Work required. Exact wording is required: transcribe all the entries and leave the images out.

Provided data.

╔══

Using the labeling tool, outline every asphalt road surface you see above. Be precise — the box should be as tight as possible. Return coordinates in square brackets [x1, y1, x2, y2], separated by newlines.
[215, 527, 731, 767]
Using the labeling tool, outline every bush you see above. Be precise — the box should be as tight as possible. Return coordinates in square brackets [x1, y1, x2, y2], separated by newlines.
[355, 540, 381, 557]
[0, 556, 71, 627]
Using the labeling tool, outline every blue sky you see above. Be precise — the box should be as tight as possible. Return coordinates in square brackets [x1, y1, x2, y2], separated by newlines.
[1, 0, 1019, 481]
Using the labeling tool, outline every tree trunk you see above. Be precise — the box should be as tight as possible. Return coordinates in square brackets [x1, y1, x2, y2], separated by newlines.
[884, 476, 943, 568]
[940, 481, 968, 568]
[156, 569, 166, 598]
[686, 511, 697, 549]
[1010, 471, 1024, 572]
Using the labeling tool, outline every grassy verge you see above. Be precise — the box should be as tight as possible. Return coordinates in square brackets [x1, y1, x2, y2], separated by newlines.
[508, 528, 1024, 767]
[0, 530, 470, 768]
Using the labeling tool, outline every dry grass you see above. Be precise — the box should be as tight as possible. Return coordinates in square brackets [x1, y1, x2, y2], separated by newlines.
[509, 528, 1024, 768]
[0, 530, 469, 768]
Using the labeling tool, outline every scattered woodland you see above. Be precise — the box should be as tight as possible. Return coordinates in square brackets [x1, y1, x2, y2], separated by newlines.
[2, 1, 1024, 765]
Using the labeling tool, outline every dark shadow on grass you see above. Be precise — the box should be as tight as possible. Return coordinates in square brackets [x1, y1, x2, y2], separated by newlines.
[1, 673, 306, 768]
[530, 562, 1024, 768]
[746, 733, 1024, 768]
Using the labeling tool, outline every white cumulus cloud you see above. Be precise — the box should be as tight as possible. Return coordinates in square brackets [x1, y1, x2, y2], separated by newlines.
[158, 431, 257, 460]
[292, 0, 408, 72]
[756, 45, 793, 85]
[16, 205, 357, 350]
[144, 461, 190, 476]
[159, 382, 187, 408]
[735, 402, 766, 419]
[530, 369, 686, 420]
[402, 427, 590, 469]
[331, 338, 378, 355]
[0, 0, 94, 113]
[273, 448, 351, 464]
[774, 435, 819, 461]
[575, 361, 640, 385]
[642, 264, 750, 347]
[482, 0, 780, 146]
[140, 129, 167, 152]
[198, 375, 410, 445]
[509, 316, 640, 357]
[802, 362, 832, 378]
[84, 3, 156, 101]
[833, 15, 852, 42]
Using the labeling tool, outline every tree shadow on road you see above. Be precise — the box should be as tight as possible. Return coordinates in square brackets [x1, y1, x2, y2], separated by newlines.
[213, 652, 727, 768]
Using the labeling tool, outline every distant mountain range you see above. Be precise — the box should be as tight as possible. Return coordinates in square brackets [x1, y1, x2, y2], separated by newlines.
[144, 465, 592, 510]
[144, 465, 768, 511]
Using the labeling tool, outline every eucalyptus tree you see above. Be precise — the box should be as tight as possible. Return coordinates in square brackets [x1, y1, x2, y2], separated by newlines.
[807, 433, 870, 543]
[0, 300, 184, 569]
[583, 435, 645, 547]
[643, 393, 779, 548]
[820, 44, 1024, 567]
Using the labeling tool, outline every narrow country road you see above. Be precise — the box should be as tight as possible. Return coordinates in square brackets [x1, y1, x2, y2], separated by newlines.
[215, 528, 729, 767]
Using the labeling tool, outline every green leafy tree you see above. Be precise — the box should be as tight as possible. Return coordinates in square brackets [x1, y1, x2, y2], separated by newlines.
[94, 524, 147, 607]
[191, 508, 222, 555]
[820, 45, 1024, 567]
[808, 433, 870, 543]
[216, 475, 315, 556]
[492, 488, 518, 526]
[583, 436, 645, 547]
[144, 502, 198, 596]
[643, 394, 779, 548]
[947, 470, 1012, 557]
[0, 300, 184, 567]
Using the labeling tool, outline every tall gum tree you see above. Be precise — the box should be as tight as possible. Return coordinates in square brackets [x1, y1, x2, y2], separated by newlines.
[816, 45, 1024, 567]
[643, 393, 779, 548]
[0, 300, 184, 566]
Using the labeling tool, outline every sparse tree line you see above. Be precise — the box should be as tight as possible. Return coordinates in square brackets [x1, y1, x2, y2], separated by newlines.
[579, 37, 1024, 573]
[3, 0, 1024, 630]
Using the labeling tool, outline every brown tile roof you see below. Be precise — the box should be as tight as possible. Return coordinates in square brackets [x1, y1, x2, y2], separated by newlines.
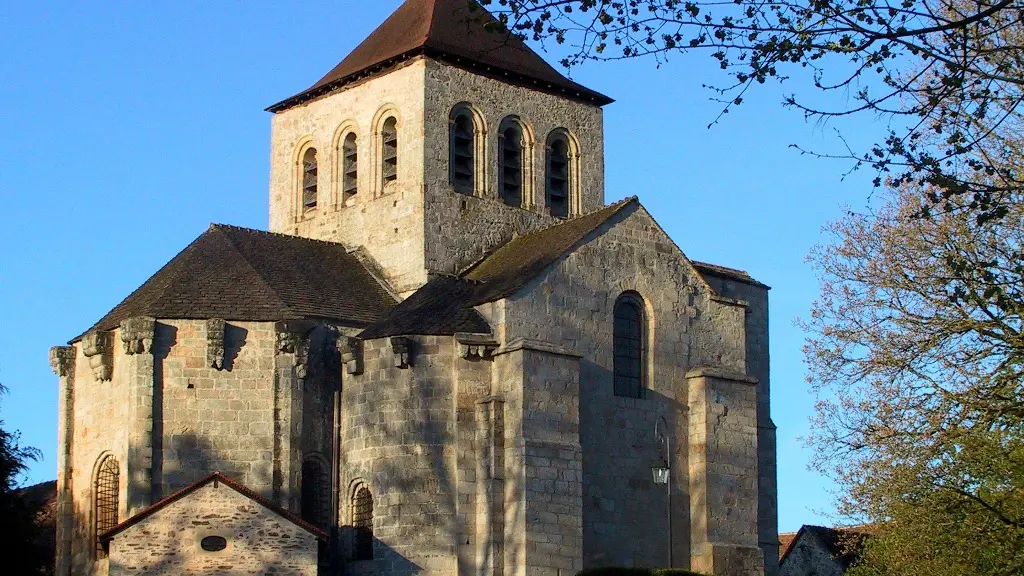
[75, 224, 396, 341]
[100, 472, 327, 544]
[267, 0, 612, 112]
[778, 531, 798, 559]
[359, 198, 637, 339]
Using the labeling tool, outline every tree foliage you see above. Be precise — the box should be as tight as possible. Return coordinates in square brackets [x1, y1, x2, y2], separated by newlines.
[802, 177, 1024, 574]
[477, 0, 1024, 225]
[0, 383, 48, 574]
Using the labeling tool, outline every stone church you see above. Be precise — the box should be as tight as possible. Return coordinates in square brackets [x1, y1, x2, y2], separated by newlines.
[48, 0, 778, 575]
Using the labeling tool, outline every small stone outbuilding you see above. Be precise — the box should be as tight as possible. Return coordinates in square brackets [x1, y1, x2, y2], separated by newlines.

╚══

Output of the exercise.
Using the labeling tool, outline every asphalt road surface you see above. Be precise — the box should be as tight as possible. Return coordinates in square brackets [x1, y1, x2, y2], separated by newlines.
[215, 527, 731, 767]
Using the labeling tool, outline every bush you see above. Be precise — the box should be as tight as possible. Return coordinates in square brackets [x1, y1, x2, y2], separated by newlines.
[355, 540, 381, 557]
[0, 556, 71, 627]
Using the labeling tool, outline every blue sky you see above. Be precise — the box should be as tight as possible. Return coordinates in square brackets [x1, y1, x2, y2], separated by newlines.
[1, 0, 1019, 481]
Using the labeling tool, outline every tree trunk you see above. Be precise — the box should be as tight as possible. Return coordinates in square brackets [x1, y1, x2, y2], separated by newlines.
[884, 476, 943, 568]
[940, 481, 968, 568]
[156, 569, 166, 598]
[686, 511, 697, 549]
[1010, 471, 1024, 572]
Using the labeling tool, outline every grassy verge you see above. Be precise — the box should be as tight as possible. Return coordinates in square brackets [x1, y1, x2, y2], separated by newlines.
[508, 528, 1024, 767]
[0, 530, 470, 768]
Using the labeling tool, outline every dry grass you see above. Be precise — the box should be as tight as possible. Return coordinates in square brackets [x1, y1, x2, y2], separated by newlines.
[509, 528, 1024, 768]
[0, 530, 469, 768]
Using the labeling tool, outline every scattered woodland you see above. Be precise — the box should be as tight as possible. Return coordinates in square brackets [x1, y1, x2, y2], separated by newlines.
[2, 1, 1024, 765]
Using the labeling tool, outline every dark shadow on grass you see above. Be precise — the box should be as tight as possible. Return coordinates in square brackets [x1, y1, x2, y2], separated by newlines.
[1, 673, 306, 768]
[530, 562, 1024, 768]
[746, 733, 1024, 768]
Using the labeling tool, outline every white cumulus cloud you see above. Be precise — the box should be as tight as possible. Return coordinates in square brackets [x1, y1, x2, y2], separated by newlines.
[158, 431, 257, 460]
[292, 0, 408, 72]
[756, 45, 793, 85]
[16, 205, 357, 350]
[144, 461, 190, 476]
[159, 382, 187, 408]
[735, 402, 766, 419]
[530, 369, 686, 420]
[402, 427, 590, 469]
[331, 338, 378, 355]
[0, 0, 94, 113]
[273, 448, 351, 464]
[774, 435, 819, 461]
[575, 361, 640, 385]
[642, 264, 750, 347]
[482, 0, 780, 146]
[140, 129, 167, 152]
[198, 375, 410, 445]
[509, 316, 640, 357]
[802, 362, 832, 378]
[84, 3, 156, 101]
[833, 15, 852, 42]
Using the labeling tool, outline every tree shadow on road you see above. Be precise — the box should be as tight as possible. Return coordinates in square brackets [x1, y1, x2, y2], separated by newlines.
[213, 652, 727, 768]
Using the labeling tool, outline every distant mountain range you see above. Be precise — the box should be as tight as possible. Return coordinates in square brackets [x1, y1, x2, y2], separated by newlines.
[144, 465, 592, 510]
[144, 465, 768, 511]
Using the labeling tool, outline every eucalyptus tree you see above. Be precise — the box should be as tight as possible. Return coordinates in square brackets [x1, y1, x2, y2], separated by newlines.
[807, 433, 870, 543]
[0, 300, 184, 569]
[583, 435, 645, 547]
[643, 393, 779, 548]
[820, 44, 1024, 567]
Using the labeling tool, outline every narrow country road you see above. Be precise — the box should be as tight as possible. Return coordinates in square brackets [x1, y1, x2, y2], separated by newlines.
[215, 528, 729, 767]
Using the labeling tool, outline every green leafy tree you see above. Be precise — the box should be as tight as possible. Return coordinates in square brackets [x1, y1, x2, y2], separated by newlines.
[94, 524, 147, 607]
[191, 508, 222, 555]
[820, 45, 1024, 567]
[808, 433, 870, 543]
[216, 475, 315, 556]
[492, 488, 518, 526]
[583, 436, 645, 547]
[144, 502, 198, 596]
[643, 394, 779, 548]
[947, 470, 1012, 557]
[0, 300, 184, 567]
Using the labeling tool, outline every tall gum tree you see above. Be precise — the box should be as tight as possible. Return coordinates in square brackets [x1, y1, x2, y2], separated by newlines.
[816, 45, 1024, 567]
[643, 393, 779, 548]
[0, 300, 184, 566]
Using the labeling tool, outline every sparse tree line you see above. Be precise — the box should be as tight as possible. Return coordinates in square brackets [x1, y1, x2, y2], separated by newlines.
[579, 37, 1024, 573]
[3, 0, 1024, 630]
Using the labeling tool, outline every brown tile roof you see below. Be precise — the box should be as tight as possible. Return coordinates in square brackets [x1, y1, x2, y2], separated by newlines.
[75, 224, 396, 341]
[100, 472, 327, 544]
[267, 0, 612, 112]
[778, 531, 798, 559]
[359, 198, 637, 339]
Using the labeling tool, outline every tree foliage you see above. Be precise — the box should be as tight as possible. Return coordinates in square brackets [x1, y1, x2, y2], separated by newlines.
[802, 177, 1024, 574]
[477, 0, 1024, 225]
[0, 383, 48, 574]
Using the labeling tool, outline every stone church you see above. Be precise — the box should be as tight as possible. Return coordinates in square brackets [x1, y1, x2, y2], separated by newlines.
[48, 0, 778, 575]
Using the labeling tool, outline every small stone outbuilding you see above. Be precise — the box should be as tight as possible. Return coordinates in square brackets [x1, y1, x2, y2], separated by newlines.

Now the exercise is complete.